What this task involves: Please repeat exactly the lines below from the one containing "Note. One marker is placed on each instance of the black" down to the one containing "Target: black slate plate", both included, and nothing else.
Supplied records START
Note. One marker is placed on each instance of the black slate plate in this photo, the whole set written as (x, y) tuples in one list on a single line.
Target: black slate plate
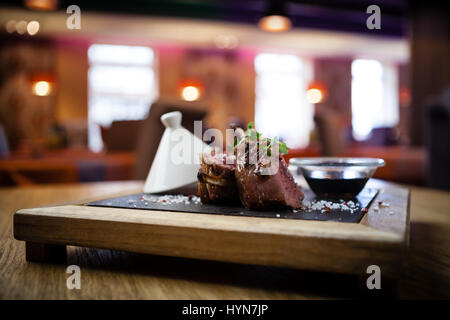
Supplied records END
Supplied records START
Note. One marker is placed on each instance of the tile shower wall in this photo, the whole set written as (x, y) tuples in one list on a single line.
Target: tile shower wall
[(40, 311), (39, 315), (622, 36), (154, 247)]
Supplied records END
Task output:
Note. One marker is placed on each instance of the black slate plate in this photo, the whole set written as (x, y) tuples in one list on a single line.
Target: black slate plate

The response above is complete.